▸ **Description of the task**: Transcribe, exactly as they appear, only the lines from the one holding "Where can the white stucco" through the end of the entries below.
begin Data listing
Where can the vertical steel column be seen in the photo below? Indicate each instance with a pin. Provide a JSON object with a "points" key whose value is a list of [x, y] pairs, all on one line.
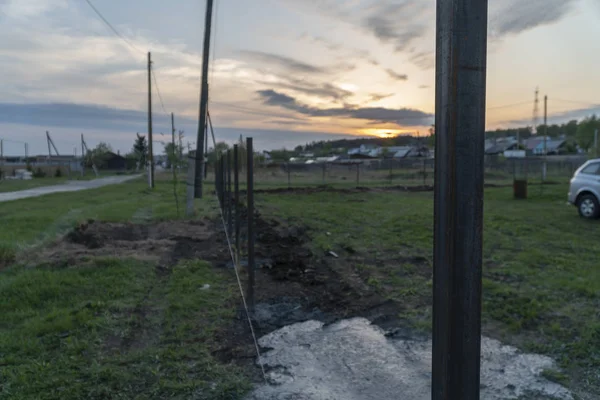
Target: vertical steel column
{"points": [[222, 178], [250, 197], [229, 205], [459, 126], [236, 186]]}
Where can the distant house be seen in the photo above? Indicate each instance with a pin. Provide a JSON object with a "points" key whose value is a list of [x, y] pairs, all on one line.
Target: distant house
{"points": [[551, 147], [533, 142], [411, 151], [366, 151], [115, 162], [499, 146]]}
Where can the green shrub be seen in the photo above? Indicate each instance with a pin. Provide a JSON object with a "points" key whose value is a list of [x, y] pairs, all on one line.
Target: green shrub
{"points": [[38, 173]]}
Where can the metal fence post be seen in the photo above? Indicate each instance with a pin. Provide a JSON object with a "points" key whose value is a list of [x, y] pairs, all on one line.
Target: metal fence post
{"points": [[229, 205], [236, 186], [222, 181], [458, 205], [250, 199]]}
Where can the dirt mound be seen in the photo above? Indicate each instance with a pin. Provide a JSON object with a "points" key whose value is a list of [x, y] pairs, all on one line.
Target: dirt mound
{"points": [[164, 243]]}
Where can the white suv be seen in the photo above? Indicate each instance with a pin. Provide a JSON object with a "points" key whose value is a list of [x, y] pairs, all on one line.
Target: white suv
{"points": [[584, 191]]}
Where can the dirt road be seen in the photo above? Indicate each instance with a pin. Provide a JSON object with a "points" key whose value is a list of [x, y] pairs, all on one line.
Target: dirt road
{"points": [[71, 186]]}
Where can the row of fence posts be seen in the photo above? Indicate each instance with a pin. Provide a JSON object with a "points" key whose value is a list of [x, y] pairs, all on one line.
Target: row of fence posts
{"points": [[288, 170], [227, 168]]}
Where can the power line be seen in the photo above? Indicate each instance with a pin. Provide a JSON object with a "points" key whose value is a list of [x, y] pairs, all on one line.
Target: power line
{"points": [[112, 28], [162, 104], [576, 102], [116, 32], [509, 105]]}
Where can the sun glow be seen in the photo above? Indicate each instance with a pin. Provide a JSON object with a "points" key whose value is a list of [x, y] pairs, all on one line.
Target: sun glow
{"points": [[383, 133]]}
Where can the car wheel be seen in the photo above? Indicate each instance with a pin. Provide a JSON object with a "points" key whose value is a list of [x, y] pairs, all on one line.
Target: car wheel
{"points": [[588, 206]]}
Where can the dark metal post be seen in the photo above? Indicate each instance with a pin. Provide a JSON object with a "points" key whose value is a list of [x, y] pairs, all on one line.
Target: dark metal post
{"points": [[222, 178], [217, 182], [236, 185], [458, 206], [199, 173], [250, 198], [229, 205], [206, 151]]}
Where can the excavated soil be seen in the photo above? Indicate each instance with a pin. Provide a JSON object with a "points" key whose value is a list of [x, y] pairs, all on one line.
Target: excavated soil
{"points": [[164, 243]]}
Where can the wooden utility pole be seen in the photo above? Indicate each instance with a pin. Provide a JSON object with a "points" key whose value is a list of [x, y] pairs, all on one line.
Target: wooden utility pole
{"points": [[150, 153], [49, 150], [545, 166], [596, 143], [173, 143], [199, 167], [461, 66], [82, 156]]}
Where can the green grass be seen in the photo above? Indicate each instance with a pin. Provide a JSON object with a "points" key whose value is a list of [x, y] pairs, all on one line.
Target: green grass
{"points": [[11, 185], [37, 219], [110, 328], [114, 329], [16, 185], [541, 274]]}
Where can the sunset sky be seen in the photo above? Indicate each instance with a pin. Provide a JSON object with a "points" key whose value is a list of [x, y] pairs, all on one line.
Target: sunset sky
{"points": [[284, 71]]}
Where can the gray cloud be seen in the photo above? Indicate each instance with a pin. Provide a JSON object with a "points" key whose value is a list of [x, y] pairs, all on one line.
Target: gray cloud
{"points": [[321, 41], [282, 61], [291, 65], [423, 59], [395, 75], [396, 23], [325, 90], [80, 116], [519, 16], [401, 117], [379, 96]]}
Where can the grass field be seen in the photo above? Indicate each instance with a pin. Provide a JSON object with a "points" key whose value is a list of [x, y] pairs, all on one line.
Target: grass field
{"points": [[114, 327], [10, 185], [541, 271], [111, 327]]}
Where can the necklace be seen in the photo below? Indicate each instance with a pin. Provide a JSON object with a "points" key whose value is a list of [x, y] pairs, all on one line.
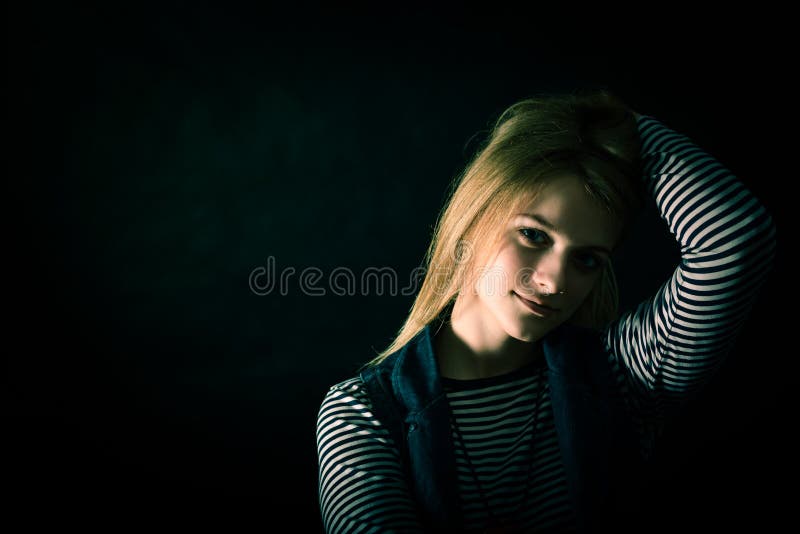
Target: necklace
{"points": [[495, 524]]}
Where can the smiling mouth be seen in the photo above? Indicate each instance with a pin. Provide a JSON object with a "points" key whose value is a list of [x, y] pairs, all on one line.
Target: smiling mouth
{"points": [[538, 308]]}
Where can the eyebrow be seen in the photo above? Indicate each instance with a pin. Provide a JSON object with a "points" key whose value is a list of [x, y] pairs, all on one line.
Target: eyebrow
{"points": [[553, 228]]}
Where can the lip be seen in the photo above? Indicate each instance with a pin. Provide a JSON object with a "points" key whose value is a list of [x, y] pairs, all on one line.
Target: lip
{"points": [[538, 308]]}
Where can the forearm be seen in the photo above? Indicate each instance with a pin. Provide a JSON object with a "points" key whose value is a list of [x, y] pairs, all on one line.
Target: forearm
{"points": [[674, 341]]}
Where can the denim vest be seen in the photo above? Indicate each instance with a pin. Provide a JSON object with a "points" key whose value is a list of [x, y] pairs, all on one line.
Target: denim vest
{"points": [[595, 437]]}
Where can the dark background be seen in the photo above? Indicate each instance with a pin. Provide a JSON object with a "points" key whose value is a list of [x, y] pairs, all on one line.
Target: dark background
{"points": [[159, 155]]}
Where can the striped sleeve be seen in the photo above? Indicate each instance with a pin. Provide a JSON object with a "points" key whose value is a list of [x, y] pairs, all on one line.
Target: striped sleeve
{"points": [[361, 485], [672, 343]]}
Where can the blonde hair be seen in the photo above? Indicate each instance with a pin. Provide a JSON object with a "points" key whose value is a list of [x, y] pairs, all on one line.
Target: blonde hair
{"points": [[592, 135]]}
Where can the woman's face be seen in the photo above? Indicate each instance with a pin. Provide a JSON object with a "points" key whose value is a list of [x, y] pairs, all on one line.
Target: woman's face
{"points": [[551, 255]]}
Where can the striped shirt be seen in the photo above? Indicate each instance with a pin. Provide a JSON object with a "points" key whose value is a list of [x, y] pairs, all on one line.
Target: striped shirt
{"points": [[661, 352]]}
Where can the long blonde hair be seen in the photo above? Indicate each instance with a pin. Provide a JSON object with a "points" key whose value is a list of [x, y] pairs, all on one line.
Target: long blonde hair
{"points": [[591, 134]]}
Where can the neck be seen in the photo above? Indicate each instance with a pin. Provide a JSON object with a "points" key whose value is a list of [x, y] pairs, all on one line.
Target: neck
{"points": [[469, 349]]}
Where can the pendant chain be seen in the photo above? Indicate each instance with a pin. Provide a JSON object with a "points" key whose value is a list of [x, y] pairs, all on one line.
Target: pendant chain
{"points": [[540, 386]]}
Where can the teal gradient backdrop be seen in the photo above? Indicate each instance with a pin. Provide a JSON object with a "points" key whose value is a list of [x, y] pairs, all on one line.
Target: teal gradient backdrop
{"points": [[161, 154]]}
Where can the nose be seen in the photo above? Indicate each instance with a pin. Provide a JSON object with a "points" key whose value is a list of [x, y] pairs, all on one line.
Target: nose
{"points": [[549, 274]]}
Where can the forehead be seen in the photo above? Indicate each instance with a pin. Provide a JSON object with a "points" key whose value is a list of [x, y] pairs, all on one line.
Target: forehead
{"points": [[573, 213]]}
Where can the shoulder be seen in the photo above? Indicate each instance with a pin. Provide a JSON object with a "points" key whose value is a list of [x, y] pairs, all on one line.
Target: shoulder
{"points": [[346, 413], [346, 401]]}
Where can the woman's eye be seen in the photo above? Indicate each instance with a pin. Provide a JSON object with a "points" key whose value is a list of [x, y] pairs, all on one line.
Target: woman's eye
{"points": [[533, 235], [589, 262]]}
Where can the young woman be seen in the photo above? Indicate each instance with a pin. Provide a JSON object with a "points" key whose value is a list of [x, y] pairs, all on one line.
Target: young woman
{"points": [[514, 397]]}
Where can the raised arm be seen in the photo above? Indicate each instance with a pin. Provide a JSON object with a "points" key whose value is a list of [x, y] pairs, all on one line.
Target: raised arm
{"points": [[671, 344]]}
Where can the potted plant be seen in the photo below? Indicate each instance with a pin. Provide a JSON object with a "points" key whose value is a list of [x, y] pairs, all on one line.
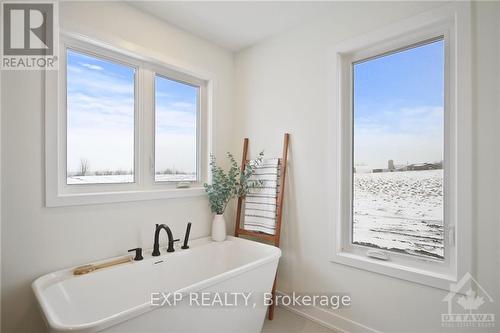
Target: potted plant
{"points": [[226, 186]]}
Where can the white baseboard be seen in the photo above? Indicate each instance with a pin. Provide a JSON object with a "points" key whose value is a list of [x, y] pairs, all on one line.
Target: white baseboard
{"points": [[328, 319]]}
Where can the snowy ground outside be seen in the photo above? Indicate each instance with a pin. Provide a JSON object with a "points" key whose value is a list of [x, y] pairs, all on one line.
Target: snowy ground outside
{"points": [[400, 211], [113, 179]]}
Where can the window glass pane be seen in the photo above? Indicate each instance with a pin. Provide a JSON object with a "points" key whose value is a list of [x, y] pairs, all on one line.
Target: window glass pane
{"points": [[176, 106], [398, 151], [100, 120]]}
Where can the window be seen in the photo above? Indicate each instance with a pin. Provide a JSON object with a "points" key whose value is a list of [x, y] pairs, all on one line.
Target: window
{"points": [[100, 120], [123, 127], [401, 199], [398, 113], [176, 105]]}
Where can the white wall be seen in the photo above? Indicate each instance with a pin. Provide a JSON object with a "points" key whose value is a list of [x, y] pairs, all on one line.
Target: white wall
{"points": [[282, 87], [37, 240]]}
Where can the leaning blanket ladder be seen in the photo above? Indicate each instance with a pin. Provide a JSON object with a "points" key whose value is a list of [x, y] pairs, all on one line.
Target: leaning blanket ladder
{"points": [[275, 239]]}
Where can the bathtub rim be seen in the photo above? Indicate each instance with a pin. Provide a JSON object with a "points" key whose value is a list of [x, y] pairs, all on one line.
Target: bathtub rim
{"points": [[41, 283]]}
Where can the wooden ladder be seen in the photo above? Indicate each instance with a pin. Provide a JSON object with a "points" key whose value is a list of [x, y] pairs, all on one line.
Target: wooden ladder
{"points": [[275, 239]]}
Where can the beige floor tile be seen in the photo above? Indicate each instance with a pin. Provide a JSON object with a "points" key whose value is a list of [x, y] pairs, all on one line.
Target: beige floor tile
{"points": [[287, 322]]}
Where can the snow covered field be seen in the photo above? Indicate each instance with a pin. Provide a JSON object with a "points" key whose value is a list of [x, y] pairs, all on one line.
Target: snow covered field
{"points": [[113, 179], [400, 211]]}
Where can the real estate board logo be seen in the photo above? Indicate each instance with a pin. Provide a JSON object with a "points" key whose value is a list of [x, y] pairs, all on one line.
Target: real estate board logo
{"points": [[465, 299], [29, 35]]}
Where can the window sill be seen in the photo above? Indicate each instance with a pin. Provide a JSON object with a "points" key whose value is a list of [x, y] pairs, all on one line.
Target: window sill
{"points": [[60, 200], [441, 280]]}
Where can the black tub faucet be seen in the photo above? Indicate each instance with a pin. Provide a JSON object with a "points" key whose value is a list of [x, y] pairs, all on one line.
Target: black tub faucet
{"points": [[186, 237], [156, 246]]}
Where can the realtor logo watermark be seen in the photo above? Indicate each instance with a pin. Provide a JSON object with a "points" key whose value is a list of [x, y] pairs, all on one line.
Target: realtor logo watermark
{"points": [[29, 35], [464, 305]]}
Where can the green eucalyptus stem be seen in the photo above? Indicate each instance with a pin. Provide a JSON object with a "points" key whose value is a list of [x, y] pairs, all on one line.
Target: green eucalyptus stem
{"points": [[233, 183]]}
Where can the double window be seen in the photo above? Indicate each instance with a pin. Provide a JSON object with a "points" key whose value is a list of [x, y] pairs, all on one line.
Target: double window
{"points": [[128, 128]]}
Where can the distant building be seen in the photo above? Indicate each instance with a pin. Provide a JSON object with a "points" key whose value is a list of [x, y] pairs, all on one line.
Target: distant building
{"points": [[410, 167], [424, 166]]}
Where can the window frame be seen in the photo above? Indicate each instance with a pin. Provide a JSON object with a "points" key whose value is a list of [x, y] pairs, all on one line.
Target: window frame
{"points": [[144, 187], [169, 75], [451, 23]]}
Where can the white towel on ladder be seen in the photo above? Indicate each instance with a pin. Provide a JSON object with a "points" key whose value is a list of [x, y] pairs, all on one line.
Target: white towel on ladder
{"points": [[260, 202]]}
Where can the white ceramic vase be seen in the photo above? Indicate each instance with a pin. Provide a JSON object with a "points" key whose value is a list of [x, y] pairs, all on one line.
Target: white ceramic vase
{"points": [[219, 228]]}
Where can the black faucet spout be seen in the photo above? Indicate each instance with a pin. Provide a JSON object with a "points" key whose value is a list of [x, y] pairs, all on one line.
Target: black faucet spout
{"points": [[156, 246]]}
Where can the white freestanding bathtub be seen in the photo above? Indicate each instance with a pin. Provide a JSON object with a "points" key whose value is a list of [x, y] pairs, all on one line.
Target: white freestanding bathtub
{"points": [[126, 298]]}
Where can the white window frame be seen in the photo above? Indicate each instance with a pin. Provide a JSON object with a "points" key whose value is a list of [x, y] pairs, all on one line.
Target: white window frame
{"points": [[144, 187], [452, 22]]}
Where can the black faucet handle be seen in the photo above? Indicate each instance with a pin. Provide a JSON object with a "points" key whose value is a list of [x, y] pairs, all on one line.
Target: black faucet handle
{"points": [[138, 253], [186, 237]]}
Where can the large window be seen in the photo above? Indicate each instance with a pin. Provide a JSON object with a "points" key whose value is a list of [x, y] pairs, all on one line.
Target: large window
{"points": [[400, 149], [176, 106], [398, 152], [125, 127], [100, 120]]}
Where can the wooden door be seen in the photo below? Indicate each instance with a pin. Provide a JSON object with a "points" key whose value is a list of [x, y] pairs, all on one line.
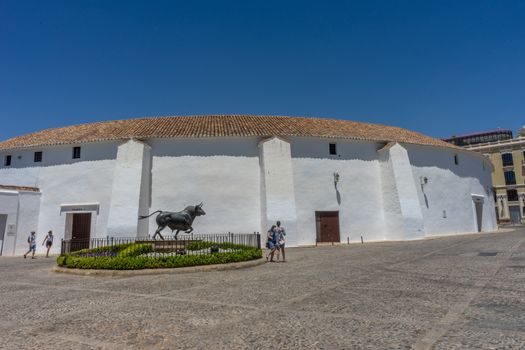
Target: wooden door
{"points": [[327, 226], [81, 230]]}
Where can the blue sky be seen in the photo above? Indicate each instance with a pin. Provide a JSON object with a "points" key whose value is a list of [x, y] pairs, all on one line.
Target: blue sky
{"points": [[437, 67]]}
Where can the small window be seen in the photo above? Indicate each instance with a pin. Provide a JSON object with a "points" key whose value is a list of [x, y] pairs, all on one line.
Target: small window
{"points": [[333, 148], [38, 157], [507, 159], [510, 178], [512, 195], [76, 152]]}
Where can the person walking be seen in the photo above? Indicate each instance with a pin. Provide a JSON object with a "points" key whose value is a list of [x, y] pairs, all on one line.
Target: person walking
{"points": [[48, 242], [280, 234], [32, 244], [271, 243]]}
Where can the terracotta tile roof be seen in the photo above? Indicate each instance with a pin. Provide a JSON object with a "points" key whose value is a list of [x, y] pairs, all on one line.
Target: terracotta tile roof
{"points": [[19, 188], [218, 126]]}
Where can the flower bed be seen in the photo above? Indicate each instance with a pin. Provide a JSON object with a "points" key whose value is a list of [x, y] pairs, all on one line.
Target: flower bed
{"points": [[133, 256]]}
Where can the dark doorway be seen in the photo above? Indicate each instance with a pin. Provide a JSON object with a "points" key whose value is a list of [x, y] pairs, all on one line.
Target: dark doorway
{"points": [[479, 215], [327, 223], [80, 232], [3, 222]]}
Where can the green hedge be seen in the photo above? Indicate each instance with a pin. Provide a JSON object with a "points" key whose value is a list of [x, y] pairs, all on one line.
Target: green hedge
{"points": [[128, 257], [206, 244]]}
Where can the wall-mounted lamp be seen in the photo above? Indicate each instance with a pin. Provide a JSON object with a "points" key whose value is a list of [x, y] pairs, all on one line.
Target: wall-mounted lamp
{"points": [[423, 180], [336, 178]]}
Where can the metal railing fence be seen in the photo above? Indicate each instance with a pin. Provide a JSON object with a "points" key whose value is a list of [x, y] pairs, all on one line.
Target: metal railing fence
{"points": [[197, 244]]}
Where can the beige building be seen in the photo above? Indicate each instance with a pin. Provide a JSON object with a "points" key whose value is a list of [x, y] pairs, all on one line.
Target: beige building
{"points": [[508, 176]]}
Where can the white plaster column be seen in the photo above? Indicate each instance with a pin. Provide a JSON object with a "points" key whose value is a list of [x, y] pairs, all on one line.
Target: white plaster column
{"points": [[130, 194], [277, 188], [403, 216], [503, 208], [521, 197]]}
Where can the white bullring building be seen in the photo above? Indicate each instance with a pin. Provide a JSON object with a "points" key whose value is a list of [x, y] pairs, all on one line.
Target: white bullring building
{"points": [[325, 180]]}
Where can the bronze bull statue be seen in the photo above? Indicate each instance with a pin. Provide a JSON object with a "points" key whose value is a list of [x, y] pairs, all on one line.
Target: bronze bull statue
{"points": [[180, 221]]}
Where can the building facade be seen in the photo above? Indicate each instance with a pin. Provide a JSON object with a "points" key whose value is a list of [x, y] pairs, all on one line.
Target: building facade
{"points": [[325, 180], [508, 177]]}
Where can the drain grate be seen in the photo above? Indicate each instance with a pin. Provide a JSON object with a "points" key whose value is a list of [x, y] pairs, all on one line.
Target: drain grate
{"points": [[488, 254]]}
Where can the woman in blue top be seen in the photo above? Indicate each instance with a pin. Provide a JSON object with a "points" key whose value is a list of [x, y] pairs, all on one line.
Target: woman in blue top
{"points": [[271, 243], [32, 244]]}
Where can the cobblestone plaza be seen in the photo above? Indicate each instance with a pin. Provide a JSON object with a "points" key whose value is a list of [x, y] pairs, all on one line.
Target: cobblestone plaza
{"points": [[455, 292]]}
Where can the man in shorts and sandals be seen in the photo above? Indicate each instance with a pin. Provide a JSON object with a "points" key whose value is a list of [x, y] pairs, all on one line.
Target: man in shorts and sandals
{"points": [[32, 244], [48, 242], [279, 234]]}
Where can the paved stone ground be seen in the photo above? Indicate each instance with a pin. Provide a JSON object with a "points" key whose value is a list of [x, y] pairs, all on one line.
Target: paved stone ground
{"points": [[429, 294]]}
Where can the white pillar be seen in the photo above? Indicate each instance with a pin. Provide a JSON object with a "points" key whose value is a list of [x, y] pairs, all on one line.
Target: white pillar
{"points": [[277, 188], [130, 194], [403, 216]]}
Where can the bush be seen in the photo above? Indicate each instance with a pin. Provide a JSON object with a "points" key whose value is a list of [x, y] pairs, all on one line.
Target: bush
{"points": [[136, 249], [128, 258]]}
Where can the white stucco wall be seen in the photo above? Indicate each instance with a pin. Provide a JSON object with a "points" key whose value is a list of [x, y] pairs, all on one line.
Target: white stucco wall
{"points": [[221, 173], [9, 207], [63, 180], [130, 190], [360, 207], [248, 183], [450, 188]]}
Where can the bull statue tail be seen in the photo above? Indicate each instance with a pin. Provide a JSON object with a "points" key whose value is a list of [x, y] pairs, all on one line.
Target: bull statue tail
{"points": [[147, 216]]}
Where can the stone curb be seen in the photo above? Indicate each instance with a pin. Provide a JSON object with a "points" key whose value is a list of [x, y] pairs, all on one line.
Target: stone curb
{"points": [[161, 271]]}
end Data listing
▸ **The response**:
Where can the white stucco wall be seen in the photo above? Indicate each instance with a pin. Provide a JSON object with a "points" key whose value is a list of [x, y] pairs, all on one line.
Target: white stucco wall
{"points": [[221, 173], [9, 207], [63, 180], [130, 190], [360, 207], [248, 183], [450, 188]]}
Where can the bull statue tail be seen in the photo above? Indicate each instance with a pin. Provide a JSON object with a "points" key whose value is a list of [x, y] pairs, all on one line.
Target: bull statue tail
{"points": [[147, 216]]}
Where can the stone curb be seen in the photo above? Indicate each instance with a pin. Provide a JSON object with a "points" key whose value is a list of [x, y] pairs, all on one line.
Target: stone curb
{"points": [[161, 271]]}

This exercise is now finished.